Task requirements:
(1) Answer these questions using the note on patents:
(a) Where was the definition of "patent" taken from?
(b) Who, according to the note, usually patents genetic procedures or engineering technology?
(c) Who is named as an example of the players who have addressed considerations attendant to the Technological Revolution?
(2) Write what follows the last sentence of the note on patents, continuing it in the same vein.

::: Document passage :::

¹Patent: ”A government authority or license conferring a right or title for a set period, especially the sole right to exclude others from making, using, or selling an invention.” [via Google search] Note that genetic procedures or engineering technology [e.g., gene-modification or related methodologies, e.g., CRISPR gene editing] are usually patented, say, by developers, corporations, or research institutions. My interpretation is that each 2-stanza, 4 line poem represents a hypothetical document cum “patent” that could be conceived of as cumulative statements of alarm and, consequent, values based upon near-forensic investigation, identification, and diagnosis of a malignancy, as well as, a dilemma, fundamental to Capitalism as it manifests in contemporary society. Though, ethical—and political, economic, as well as social—considerations attendant to the Technological Revolution have been addressed by many, including, the players, themselves [e.g., Elon Musk], Martrich attempts to reach his audience using the artistic and aesthetic skills at his command.

::: Source information :::

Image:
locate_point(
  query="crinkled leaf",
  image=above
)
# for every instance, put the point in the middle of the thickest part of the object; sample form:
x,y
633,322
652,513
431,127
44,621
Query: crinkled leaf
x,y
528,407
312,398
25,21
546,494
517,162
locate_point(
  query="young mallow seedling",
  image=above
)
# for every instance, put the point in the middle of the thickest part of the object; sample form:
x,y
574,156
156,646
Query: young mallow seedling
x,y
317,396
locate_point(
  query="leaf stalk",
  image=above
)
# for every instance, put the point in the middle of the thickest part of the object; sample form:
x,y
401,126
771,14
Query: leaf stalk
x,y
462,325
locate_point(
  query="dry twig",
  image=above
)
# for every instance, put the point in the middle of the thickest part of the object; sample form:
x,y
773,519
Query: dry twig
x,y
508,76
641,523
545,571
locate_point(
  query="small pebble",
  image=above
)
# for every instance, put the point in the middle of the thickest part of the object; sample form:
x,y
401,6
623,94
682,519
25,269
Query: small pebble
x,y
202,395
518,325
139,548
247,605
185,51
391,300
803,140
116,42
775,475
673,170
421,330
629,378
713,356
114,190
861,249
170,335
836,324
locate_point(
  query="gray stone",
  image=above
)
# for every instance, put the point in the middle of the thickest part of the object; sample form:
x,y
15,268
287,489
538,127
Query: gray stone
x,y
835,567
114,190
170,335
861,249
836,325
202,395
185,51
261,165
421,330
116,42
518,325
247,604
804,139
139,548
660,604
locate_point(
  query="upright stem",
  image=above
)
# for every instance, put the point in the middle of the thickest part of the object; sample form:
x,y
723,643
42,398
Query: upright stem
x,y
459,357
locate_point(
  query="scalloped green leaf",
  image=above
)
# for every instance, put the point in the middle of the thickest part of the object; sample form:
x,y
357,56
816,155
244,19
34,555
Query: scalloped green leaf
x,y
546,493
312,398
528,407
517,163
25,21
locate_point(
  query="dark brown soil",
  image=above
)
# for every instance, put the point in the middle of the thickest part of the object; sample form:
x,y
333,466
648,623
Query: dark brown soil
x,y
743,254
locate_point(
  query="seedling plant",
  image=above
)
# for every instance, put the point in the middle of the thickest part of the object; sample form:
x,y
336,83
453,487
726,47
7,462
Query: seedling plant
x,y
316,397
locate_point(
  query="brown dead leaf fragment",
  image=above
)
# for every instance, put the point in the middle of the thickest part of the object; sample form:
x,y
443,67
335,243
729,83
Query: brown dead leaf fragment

:::

Answers to the problems:
(1)
(a) A Google search.
(b) Developers, corporations, or research institutions.
(c) Elon Musk.

(2)
²”The Monsanto Company was an American agrochemical and agricultural biotechnology corporation founded in 1901.... Monsanto's best known product is Roundup, a glyphosate-based herbicide, developed in the 1970s. Later the company became a major producer of genetically engineered crops. Monsanto was one of four groups to introduce genes into plants in 1983 and was among the first to conduct field trials of genetically modified crops in 1987....Monsanto was one of the first companies to apply the biotechnology industry business model to agriculture, using techniques developed by biotech drug companies. In this business model, companies recoup R&D expenses by exploiting biological patents. Monsanto's roles in agricultural changes, biotechnology products, lobbying of government agencies, and roots as a chemical company, resulted in controversies. The company once manufactured controversial products such as the insecticide DDT, PCBs, Agent Orange, and recombinant bovine growth hormone. Its seed patenting model was criticized as biopiracy and a threat to biodiversity as invasive species.... In September 2016, German chemical company Bayer announced its intent to acquire Monsanto for US$66 billion in an all-cash deal. After gaining US and EU regulatory approval, the sale was completed on June 7, 2018. The name “Monsanto” was no longer used, but Monsanto's previous product brand names were maintained. In June 2020, Bayer agreed to pay numerous settlements in lawsuits involving Monsanto products Roundup, PCBs and Dicamba....In 2015, Monsanto had attempted to purchase its Swiss rival, Syngenta, an offer that was ultimately unsuccessful.” [via Google search] Of possible interest to the reader—Martrich works in Geneva.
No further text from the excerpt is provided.